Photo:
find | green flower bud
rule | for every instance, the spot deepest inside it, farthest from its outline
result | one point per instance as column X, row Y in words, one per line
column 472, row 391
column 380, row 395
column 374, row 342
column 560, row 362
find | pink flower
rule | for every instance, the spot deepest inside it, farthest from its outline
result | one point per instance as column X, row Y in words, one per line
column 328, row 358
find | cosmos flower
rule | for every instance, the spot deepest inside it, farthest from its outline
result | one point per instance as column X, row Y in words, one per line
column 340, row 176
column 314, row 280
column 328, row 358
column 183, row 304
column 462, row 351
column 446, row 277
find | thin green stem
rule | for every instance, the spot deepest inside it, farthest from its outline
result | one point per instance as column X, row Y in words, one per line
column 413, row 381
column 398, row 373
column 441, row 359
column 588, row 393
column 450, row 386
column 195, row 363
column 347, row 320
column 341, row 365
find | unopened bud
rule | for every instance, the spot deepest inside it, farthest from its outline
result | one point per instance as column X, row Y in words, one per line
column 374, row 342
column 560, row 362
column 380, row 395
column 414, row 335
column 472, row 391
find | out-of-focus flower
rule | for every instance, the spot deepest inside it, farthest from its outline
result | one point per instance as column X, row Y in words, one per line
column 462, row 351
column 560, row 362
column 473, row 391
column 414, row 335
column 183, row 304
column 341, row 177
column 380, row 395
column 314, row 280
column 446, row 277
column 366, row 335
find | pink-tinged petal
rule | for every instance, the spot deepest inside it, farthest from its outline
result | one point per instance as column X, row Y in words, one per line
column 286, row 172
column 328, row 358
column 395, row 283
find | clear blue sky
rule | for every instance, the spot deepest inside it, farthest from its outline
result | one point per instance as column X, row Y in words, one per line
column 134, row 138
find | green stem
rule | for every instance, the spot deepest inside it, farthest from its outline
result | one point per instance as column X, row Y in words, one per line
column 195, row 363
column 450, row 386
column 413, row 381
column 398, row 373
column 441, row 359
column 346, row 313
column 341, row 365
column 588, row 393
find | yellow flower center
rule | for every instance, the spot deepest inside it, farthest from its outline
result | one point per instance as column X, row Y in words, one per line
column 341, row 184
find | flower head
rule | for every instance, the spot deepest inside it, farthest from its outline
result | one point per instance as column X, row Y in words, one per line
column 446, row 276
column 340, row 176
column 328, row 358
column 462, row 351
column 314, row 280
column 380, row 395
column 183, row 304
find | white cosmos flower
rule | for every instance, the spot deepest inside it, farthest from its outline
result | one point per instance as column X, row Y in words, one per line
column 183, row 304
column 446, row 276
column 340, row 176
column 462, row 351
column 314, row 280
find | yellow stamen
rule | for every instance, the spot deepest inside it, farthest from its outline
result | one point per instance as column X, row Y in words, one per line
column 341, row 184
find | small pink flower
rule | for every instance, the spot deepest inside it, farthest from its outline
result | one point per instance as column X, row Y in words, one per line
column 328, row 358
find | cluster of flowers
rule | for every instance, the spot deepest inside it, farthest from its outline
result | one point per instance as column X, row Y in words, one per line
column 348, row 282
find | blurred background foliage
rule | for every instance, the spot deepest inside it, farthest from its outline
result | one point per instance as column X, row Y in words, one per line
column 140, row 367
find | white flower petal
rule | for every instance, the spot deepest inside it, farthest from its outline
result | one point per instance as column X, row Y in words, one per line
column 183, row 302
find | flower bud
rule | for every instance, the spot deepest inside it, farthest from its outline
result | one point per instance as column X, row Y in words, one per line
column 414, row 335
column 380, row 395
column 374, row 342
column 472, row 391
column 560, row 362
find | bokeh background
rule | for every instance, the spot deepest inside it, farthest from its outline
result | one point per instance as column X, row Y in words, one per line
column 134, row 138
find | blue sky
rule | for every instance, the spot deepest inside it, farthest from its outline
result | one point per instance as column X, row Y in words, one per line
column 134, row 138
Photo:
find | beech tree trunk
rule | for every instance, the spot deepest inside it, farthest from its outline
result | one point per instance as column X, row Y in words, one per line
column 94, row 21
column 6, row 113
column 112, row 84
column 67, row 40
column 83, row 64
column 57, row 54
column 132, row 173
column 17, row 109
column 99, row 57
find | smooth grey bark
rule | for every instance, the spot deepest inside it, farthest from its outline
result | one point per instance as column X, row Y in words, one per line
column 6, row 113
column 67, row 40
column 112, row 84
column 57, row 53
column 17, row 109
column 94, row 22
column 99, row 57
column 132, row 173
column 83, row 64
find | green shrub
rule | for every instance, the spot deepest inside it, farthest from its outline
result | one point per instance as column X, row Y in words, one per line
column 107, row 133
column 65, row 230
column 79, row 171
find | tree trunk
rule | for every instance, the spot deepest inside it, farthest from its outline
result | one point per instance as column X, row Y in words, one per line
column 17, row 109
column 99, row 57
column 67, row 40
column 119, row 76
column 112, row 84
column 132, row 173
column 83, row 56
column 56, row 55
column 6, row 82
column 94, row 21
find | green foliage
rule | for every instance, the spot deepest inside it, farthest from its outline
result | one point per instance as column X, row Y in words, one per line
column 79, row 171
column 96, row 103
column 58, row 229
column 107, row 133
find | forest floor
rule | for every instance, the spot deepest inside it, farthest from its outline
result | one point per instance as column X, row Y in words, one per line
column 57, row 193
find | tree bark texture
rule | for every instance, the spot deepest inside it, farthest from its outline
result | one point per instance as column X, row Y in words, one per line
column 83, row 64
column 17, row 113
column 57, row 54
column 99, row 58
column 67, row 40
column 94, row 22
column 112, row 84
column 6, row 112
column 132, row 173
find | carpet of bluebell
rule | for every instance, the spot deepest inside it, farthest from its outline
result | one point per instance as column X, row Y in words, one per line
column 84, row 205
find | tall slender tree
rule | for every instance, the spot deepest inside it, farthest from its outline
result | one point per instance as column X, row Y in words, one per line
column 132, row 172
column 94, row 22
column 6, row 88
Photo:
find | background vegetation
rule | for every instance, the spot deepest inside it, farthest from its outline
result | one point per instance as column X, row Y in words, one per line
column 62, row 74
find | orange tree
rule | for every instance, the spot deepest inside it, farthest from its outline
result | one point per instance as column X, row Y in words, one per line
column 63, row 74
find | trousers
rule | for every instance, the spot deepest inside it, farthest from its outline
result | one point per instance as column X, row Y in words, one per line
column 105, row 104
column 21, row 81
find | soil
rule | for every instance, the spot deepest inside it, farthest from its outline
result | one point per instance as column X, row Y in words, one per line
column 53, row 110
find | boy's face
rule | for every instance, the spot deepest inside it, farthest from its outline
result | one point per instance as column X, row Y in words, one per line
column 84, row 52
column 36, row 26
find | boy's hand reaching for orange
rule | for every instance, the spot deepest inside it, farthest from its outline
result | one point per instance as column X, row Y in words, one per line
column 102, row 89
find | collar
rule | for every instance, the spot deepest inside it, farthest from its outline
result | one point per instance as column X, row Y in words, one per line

**Task to carry out:**
Rewrite all the items above, swapping every "outline" for "edge" and leaving everything else untouched.

**Answer to this problem:**
Photo:
find | green flower bud
rule | for every instance, the spot deepest inside it, farthest from its edge
result | one point per instance as column X, row Y in words, one per line
column 472, row 391
column 380, row 395
column 374, row 342
column 560, row 362
find | pink flower
rule | for every instance, the spot deepest inside it, farthest from its edge
result | one point per instance as column X, row Y in words, one per line
column 328, row 358
find | cosmos flower
rule | for every instance, the spot deepest inside it, farthest from its edge
result | one point per instance as column X, row Y in words, one per line
column 340, row 176
column 314, row 280
column 328, row 358
column 183, row 304
column 462, row 351
column 446, row 277
find | thin green stem
rule | for every instance, the spot deepest inside it, farthest from its edge
result | one point per instance as column X, row Y in words, one per line
column 413, row 381
column 398, row 373
column 441, row 359
column 588, row 393
column 450, row 386
column 195, row 363
column 347, row 320
column 341, row 365
find | unopened bud
rule | for every instance, the spot deepest inside it, farthest from its edge
result | one point per instance as column X, row Y in words, one per line
column 374, row 342
column 560, row 362
column 380, row 395
column 414, row 335
column 472, row 391
find | out-of-focus flower
rule | for every instance, the spot deepest inside it, farthest from its edge
result | one point per instance as column X, row Y in words, one per line
column 462, row 351
column 560, row 362
column 473, row 391
column 414, row 335
column 183, row 304
column 341, row 177
column 380, row 395
column 314, row 280
column 446, row 277
column 366, row 335
find | pink-tinged petal
rule | for every instance, the spot deepest inside it, farthest from its edge
result | one point per instance as column X, row Y in words, one per line
column 286, row 172
column 328, row 358
column 395, row 283
find | clear blue sky
rule | for every instance, the spot deepest inside it, farthest from its edge
result | one point per instance as column X, row Y in words, one per line
column 134, row 138
find | green stem
rule | for every instance, the spot deepest inside it, farthest from its edge
result | one point per instance as column X, row Y in words, one per line
column 195, row 363
column 450, row 386
column 413, row 381
column 398, row 373
column 441, row 359
column 346, row 313
column 341, row 365
column 588, row 393
find | yellow flower center
rule | for every instance, the spot deepest inside it, farthest from its edge
result | one point per instance as column X, row Y in words, one per line
column 341, row 184
find | flower head
rule | for every instance, the spot deepest inside it, farthest from its edge
result | one point per instance as column X, row Y in words, one per line
column 446, row 276
column 340, row 176
column 328, row 358
column 462, row 351
column 314, row 280
column 380, row 395
column 183, row 304
find | white cosmos flower
rule | for every instance, the spot deepest inside it, farthest from its edge
result | one point per instance as column X, row Y in words, one per line
column 183, row 304
column 446, row 276
column 340, row 176
column 462, row 351
column 314, row 280
find | yellow stamen
rule | for every instance, the spot deepest inside it, farthest from its edge
result | one point per instance as column X, row Y in words, one per line
column 341, row 184
find | small pink flower
rule | for every instance, the spot deepest inside it, farthest from its edge
result | one point per instance as column X, row Y in words, one per line
column 328, row 358
find | cluster of flowers
rule | for every instance, the spot deepest inside it, farthest from its edge
result | one point per instance as column X, row Y in words, one per line
column 348, row 282
find | blurred background foliage
rule | for every instance, the spot deepest inside it, farthest from its edge
result | one point per instance as column X, row Y in words, one per line
column 140, row 367
find | white flower petal
rule | for every instance, the spot deepest inside it, farthest from its edge
result | one point per instance as column X, row Y in words, one per line
column 183, row 302
find | flower bud
rule | for every instance, the spot deepest inside it, farthest from its edge
result | one point per instance as column X, row Y in words, one per line
column 414, row 335
column 380, row 395
column 374, row 342
column 472, row 391
column 560, row 362
find | bokeh background
rule | for every instance, the spot deepest inside it, farthest from its edge
result | one point per instance as column X, row Y in words, one per line
column 134, row 138
find | blue sky
rule | for every instance, the spot deepest inside it, farthest from its edge
result | one point per instance as column X, row Y in words, one per line
column 134, row 138
Photo:
find | beech tree trunk
rule | for every instance, the spot deepest inside it, farthest from its edge
result | one point per instance as column X, row Y in words, one per line
column 94, row 21
column 6, row 113
column 112, row 84
column 67, row 40
column 83, row 64
column 57, row 54
column 132, row 173
column 17, row 109
column 99, row 57
find | smooth grey bark
rule | for every instance, the spot deepest inside it, farthest from its edge
result | one point per instance as column X, row Y in words, one per line
column 6, row 113
column 67, row 40
column 112, row 84
column 57, row 53
column 17, row 109
column 94, row 22
column 99, row 57
column 132, row 173
column 83, row 64
find | green shrub
rule | for every instance, the spot deepest inside it, farthest from its edge
result | one point per instance as column X, row Y in words, one per line
column 107, row 133
column 65, row 230
column 79, row 171
find | tree trunk
rule | for every instance, the spot deepest inside it, farthest from its edge
result | one point per instance as column X, row Y in words, one per line
column 17, row 109
column 99, row 57
column 67, row 40
column 119, row 76
column 112, row 84
column 132, row 173
column 83, row 56
column 56, row 55
column 6, row 82
column 94, row 21
find | green foliage
rule | for every instance, the spot deepest inside it, farthest from its edge
result | one point per instance as column X, row Y in words, one per line
column 79, row 171
column 96, row 103
column 58, row 229
column 107, row 133
find | forest floor
rule | for every instance, the spot deepest inside it, farthest from its edge
result | one point per instance as column X, row Y in words, one per line
column 57, row 193
find | tree bark texture
rule | for every instance, the spot deepest inside it, farthest from its edge
result | one point per instance as column X, row Y in words, one per line
column 83, row 64
column 17, row 113
column 57, row 54
column 99, row 58
column 67, row 40
column 94, row 22
column 112, row 84
column 6, row 112
column 132, row 173
find | carpet of bluebell
rule | for every instance, the spot deepest inside it, farthest from its edge
result | one point per instance as column X, row Y in words, one per line
column 84, row 205
find | tall slender tree
rule | for every instance, the spot deepest inside it, farthest from its edge
result | one point per instance as column X, row Y in words, one per line
column 132, row 172
column 94, row 22
column 6, row 88
Photo:
find | background vegetation
rule | for every instance, the spot deepest inside it, farthest from its edge
result | one point per instance as column X, row Y in words, one per line
column 62, row 74
find | orange tree
rule | for every instance, the spot deepest inside it, farthest from its edge
result | one point per instance as column X, row Y in words, one per line
column 63, row 74
find | trousers
rule | for every instance, the spot deepest inside it, farthest from its edge
result | one point per instance as column X, row Y in words, one per line
column 105, row 104
column 21, row 81
find | soil
rule | for every instance, the spot deepest inside it, farthest from its edge
result | one point per instance as column X, row Y in words, one per line
column 53, row 110
find | boy's face
rule | for every instance, the spot deepest inside it, farthest from its edge
result | one point per instance as column X, row Y in words, one per line
column 84, row 52
column 36, row 26
find | boy's hand reaching for orange
rule | for every instance, the spot deepest inside it, farthest from its edge
result | one point per instance as column X, row Y in words, one per line
column 102, row 89
find | collar
rule | for every instance, the spot deepest inside it, farthest from its edge
result | one point per instance as column X, row Y in words, one per line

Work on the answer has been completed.